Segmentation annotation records
▶

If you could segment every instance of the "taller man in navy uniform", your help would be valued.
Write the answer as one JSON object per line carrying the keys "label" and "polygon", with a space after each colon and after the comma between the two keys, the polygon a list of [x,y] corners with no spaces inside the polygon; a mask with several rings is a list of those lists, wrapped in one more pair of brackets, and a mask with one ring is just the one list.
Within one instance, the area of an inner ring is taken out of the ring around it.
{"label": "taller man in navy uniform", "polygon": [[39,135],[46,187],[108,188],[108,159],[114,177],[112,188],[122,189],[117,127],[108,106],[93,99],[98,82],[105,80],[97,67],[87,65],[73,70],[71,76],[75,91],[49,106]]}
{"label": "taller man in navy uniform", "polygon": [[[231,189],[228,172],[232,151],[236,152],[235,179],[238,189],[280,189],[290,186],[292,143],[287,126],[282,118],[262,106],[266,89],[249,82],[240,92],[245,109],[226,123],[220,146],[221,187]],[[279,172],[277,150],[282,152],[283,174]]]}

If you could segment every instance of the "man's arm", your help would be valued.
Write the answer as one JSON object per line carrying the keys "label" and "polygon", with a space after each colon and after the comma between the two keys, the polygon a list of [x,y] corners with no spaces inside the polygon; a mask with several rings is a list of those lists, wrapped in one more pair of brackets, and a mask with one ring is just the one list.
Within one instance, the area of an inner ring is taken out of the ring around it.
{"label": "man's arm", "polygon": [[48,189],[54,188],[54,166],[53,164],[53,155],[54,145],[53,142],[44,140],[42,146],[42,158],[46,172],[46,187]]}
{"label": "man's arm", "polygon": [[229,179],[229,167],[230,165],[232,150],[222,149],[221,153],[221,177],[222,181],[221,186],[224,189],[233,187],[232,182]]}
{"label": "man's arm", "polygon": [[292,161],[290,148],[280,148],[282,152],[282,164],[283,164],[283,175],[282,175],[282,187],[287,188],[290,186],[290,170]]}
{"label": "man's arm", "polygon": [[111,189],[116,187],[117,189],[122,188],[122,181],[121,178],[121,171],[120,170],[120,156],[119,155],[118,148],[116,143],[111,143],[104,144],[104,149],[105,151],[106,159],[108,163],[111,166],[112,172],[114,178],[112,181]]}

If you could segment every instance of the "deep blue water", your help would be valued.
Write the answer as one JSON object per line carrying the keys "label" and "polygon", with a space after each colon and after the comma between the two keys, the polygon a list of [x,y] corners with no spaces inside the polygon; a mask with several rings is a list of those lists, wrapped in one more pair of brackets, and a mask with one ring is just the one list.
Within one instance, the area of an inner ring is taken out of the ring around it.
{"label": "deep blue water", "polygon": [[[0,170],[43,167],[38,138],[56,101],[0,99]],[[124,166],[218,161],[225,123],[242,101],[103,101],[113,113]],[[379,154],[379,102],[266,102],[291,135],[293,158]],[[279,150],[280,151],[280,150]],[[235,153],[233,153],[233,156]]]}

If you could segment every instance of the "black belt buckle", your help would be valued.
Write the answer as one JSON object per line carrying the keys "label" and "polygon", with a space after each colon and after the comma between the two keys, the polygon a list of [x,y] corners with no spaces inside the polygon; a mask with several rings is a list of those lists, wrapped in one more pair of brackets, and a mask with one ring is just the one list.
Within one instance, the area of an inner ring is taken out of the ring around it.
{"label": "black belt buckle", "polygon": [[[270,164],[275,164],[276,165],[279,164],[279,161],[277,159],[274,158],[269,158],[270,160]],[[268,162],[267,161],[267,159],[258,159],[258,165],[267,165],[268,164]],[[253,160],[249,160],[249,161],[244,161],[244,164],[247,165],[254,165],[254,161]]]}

◀

▶ [Job]: Type out the whole listing above again, exactly as it stands.

▶ [Output of the task]:
If you could segment every instance of the "taller man in navy uniform", your help would be valued.
Write the answer as one JSON object per line carrying the keys "label" and "polygon", with a space after each colon and after the comma between the two keys, the polygon a list of [x,y] corners with no spaces inside the polygon; a mask with several rings is a list of those lists, wrapped in one more pair of brackets, and a mask with one ring is just the one list.
Within one instance, the area of an inner ring is taken out of the ring around it.
{"label": "taller man in navy uniform", "polygon": [[39,135],[46,187],[108,188],[108,159],[114,177],[112,188],[122,189],[117,127],[108,106],[93,99],[98,82],[105,80],[97,67],[87,65],[73,70],[71,76],[75,91],[49,106]]}
{"label": "taller man in navy uniform", "polygon": [[[231,189],[228,172],[232,151],[236,152],[235,179],[238,189],[280,189],[290,186],[292,143],[287,126],[282,118],[262,106],[266,89],[249,82],[240,92],[245,109],[226,123],[220,146],[221,187]],[[279,172],[277,150],[282,152],[283,174]]]}

If you could segment every instance of the "man's arm", your help would be valued.
Write the answer as one JSON object per line carrying the keys "label" and "polygon", with a space after each colon and after the comma between the two keys, the polygon a list of [x,y] corners with no spaces inside the polygon; a mask with several rings is a list of those lists, wrapped in one more pair of brackets, and a mask with one ring is just the one list.
Within one instance, the area of an inner ring is taken out of the ring around it.
{"label": "man's arm", "polygon": [[48,189],[54,188],[54,166],[53,164],[53,155],[54,145],[53,142],[44,140],[42,146],[42,158],[46,172],[46,187]]}
{"label": "man's arm", "polygon": [[229,179],[229,167],[230,165],[232,150],[222,149],[221,153],[221,177],[222,181],[221,186],[224,189],[233,187],[232,182]]}
{"label": "man's arm", "polygon": [[292,161],[290,148],[280,148],[282,152],[282,164],[283,164],[283,175],[282,175],[282,187],[287,188],[290,186],[290,170]]}
{"label": "man's arm", "polygon": [[111,189],[116,187],[117,189],[122,188],[122,181],[121,178],[121,171],[120,170],[120,156],[119,155],[118,148],[116,143],[111,143],[104,144],[104,149],[105,151],[106,159],[108,163],[111,166],[112,172],[114,178],[112,181]]}

If you could segment every instance of the "deep blue water", your help would be valued.
Write the answer as one JSON object per line carrying the keys "label" and "polygon", with a space after each colon and after the comma between the two keys, the polygon a list of [x,y] corners with no spaces inside the polygon; a mask with several rings is a list of those lists, wrapped in one more pair of brackets, and a mask with one ring is just the one list.
Within one instance, the area of an inner ring is taken out of the ring around it.
{"label": "deep blue water", "polygon": [[[0,170],[43,167],[38,138],[56,101],[0,99]],[[124,166],[218,161],[225,123],[242,101],[103,101],[113,113]],[[379,154],[379,102],[266,102],[291,135],[293,158]],[[279,150],[280,151],[280,150]],[[235,153],[233,153],[233,156]]]}

If you could segment every instance of the "black belt buckle", your help would be valued.
Write the answer as one JSON object per line carrying the keys "label" and "polygon", with a space after each colon and after the comma between the two keys, the polygon a list of [x,y] corners with no spaces inside the polygon; a mask with several rings is a list of those lists, wrapped in one more pair of brackets, and a mask with one ring is just the one list.
Within one instance, the area of an inner ring is taken out of the ring around it.
{"label": "black belt buckle", "polygon": [[[270,164],[275,164],[276,165],[279,164],[279,161],[277,159],[274,158],[269,158],[270,160]],[[268,162],[267,161],[267,159],[258,159],[258,165],[267,165],[268,164]],[[253,160],[249,160],[249,161],[244,161],[244,164],[247,165],[254,165],[254,161]]]}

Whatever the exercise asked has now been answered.